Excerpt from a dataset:

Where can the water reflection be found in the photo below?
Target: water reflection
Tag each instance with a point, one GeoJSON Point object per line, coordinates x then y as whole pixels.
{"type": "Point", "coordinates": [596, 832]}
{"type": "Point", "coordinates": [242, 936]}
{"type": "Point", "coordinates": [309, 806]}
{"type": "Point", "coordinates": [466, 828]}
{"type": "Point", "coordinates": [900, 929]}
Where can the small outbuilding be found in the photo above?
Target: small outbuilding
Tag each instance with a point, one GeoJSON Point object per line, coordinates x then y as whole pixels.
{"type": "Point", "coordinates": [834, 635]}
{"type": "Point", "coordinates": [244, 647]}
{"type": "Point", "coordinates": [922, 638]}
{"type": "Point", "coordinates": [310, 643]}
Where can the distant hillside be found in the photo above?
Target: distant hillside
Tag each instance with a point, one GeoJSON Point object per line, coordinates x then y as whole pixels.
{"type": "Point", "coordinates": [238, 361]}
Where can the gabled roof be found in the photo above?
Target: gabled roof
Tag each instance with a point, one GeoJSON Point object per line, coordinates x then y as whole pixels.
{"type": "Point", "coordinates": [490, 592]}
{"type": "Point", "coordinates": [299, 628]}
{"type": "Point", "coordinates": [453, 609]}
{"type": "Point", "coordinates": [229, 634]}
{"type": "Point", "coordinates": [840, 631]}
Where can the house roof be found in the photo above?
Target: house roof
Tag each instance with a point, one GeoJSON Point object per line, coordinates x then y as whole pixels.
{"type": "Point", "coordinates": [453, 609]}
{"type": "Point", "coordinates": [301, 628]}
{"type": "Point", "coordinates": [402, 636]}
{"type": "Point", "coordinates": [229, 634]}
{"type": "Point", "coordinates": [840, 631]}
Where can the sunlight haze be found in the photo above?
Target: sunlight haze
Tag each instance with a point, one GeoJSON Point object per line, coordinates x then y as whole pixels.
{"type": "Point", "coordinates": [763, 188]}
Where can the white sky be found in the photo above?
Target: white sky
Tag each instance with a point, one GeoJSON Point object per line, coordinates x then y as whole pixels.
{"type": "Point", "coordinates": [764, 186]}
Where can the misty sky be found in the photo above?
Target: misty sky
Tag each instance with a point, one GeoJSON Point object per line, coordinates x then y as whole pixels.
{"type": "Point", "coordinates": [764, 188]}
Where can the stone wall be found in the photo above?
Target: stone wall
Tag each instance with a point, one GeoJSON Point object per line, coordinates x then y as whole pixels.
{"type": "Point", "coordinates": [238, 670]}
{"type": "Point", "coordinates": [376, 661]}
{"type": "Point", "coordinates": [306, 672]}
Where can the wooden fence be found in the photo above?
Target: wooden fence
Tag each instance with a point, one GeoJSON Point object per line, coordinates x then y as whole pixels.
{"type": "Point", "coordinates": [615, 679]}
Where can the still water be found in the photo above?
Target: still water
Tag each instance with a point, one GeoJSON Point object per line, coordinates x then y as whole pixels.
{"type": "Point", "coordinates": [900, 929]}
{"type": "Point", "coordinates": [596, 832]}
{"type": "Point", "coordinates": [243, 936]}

- [AIM]:
Render each line of the material above as a JSON array of strings, with one string per line and blank lines omitted.

- [THE SOLUTION]:
[
  "Where can the water reflection be found in the photo below?",
  "Target: water reflection",
  "Tag each instance with a point, one GeoJSON Point object per line, coordinates x then y as whole pixels.",
  "{\"type\": \"Point\", \"coordinates\": [596, 832]}",
  "{\"type\": \"Point\", \"coordinates\": [242, 936]}",
  "{\"type\": \"Point\", \"coordinates\": [309, 806]}",
  "{\"type\": \"Point\", \"coordinates\": [466, 828]}",
  "{\"type\": \"Point\", \"coordinates\": [900, 929]}",
  "Where can the small outbuilding be found in the photo above?",
  "Target: small outbuilding",
  "Tag each instance with a point, one GeoJSON Point object per line, coordinates x then y as whole pixels.",
  "{\"type\": \"Point\", \"coordinates\": [834, 635]}",
  "{\"type\": \"Point\", \"coordinates\": [244, 647]}",
  "{\"type\": \"Point\", \"coordinates\": [922, 638]}",
  "{\"type\": \"Point\", \"coordinates\": [310, 643]}",
  "Where can the distant hillside be found in the photo above?",
  "Target: distant hillside",
  "Tag each instance with a point, one GeoJSON Point object per line, coordinates x then y as whole pixels.",
  "{\"type\": \"Point\", \"coordinates\": [238, 361]}",
  "Where can the gabled roof be found in the photo above?",
  "Target: gabled roof",
  "Tag each instance with a point, one GeoJSON Point object per line, coordinates x then y as whole pixels.",
  "{\"type\": \"Point\", \"coordinates\": [490, 592]}",
  "{\"type\": \"Point\", \"coordinates\": [299, 628]}",
  "{\"type\": \"Point\", \"coordinates\": [453, 609]}",
  "{\"type\": \"Point\", \"coordinates\": [229, 634]}",
  "{\"type\": \"Point\", \"coordinates\": [840, 631]}",
  "Where can the house roof be found in the photo above?",
  "Target: house roof",
  "Tag each instance with a point, one GeoJSON Point object per line, coordinates x then y as whole pixels.",
  "{\"type\": \"Point\", \"coordinates\": [453, 609]}",
  "{\"type\": \"Point\", \"coordinates\": [301, 628]}",
  "{\"type\": \"Point\", \"coordinates\": [402, 636]}",
  "{\"type\": \"Point\", \"coordinates\": [229, 634]}",
  "{\"type\": \"Point\", \"coordinates\": [840, 631]}",
  "Where can the sunlight haze be found in the photo above?",
  "Target: sunlight haze",
  "Tag each instance with a point, one GeoJSON Point object per line, coordinates x then y as whole pixels.",
  "{\"type\": \"Point\", \"coordinates\": [763, 188]}",
  "Where can the white sky be found in the photo above?",
  "Target: white sky",
  "Tag each instance with a point, one GeoJSON Point object per line, coordinates x then y as whole pixels.",
  "{\"type\": \"Point\", \"coordinates\": [764, 186]}",
  "Where can the misty sky be found in the photo above?",
  "Target: misty sky",
  "Tag each instance with a point, one GeoJSON Point object per line, coordinates x then y as whole pixels.",
  "{\"type\": \"Point\", \"coordinates\": [764, 188]}",
  "Where can the stone wall be found in the photo above?",
  "Target: stone wall",
  "Tag each instance with a point, one GeoJSON Point object per line, coordinates x then y as whole pixels.",
  "{\"type\": \"Point\", \"coordinates\": [238, 670]}",
  "{\"type\": \"Point\", \"coordinates\": [376, 661]}",
  "{\"type\": \"Point\", \"coordinates\": [306, 672]}",
  "Where can the wooden fence be found in the photo above?",
  "Target: wooden fence",
  "Tag each instance with a point, one GeoJSON Point object per line, coordinates x then y as whole pixels.",
  "{\"type\": \"Point\", \"coordinates\": [615, 679]}",
  "Where can the still water be found in the photo above?",
  "Target: still water",
  "Tag each instance with a point, one GeoJSON Point object per line, coordinates x then y as whole pixels.",
  "{\"type\": \"Point\", \"coordinates\": [900, 929]}",
  "{\"type\": \"Point\", \"coordinates\": [596, 832]}",
  "{\"type\": \"Point\", \"coordinates\": [243, 936]}"
]